** Records from a dataset **

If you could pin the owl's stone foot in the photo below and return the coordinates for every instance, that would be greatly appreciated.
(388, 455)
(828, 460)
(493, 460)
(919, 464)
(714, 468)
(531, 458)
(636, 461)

** Your assignment **
Every entry needs to be retyped exactly.

** Solution below **
If you could pin the owl's stone foot in the photo below and return the coordinates for every instance, that would be greatly appreciated.
(388, 455)
(828, 460)
(493, 460)
(919, 464)
(714, 468)
(531, 458)
(636, 461)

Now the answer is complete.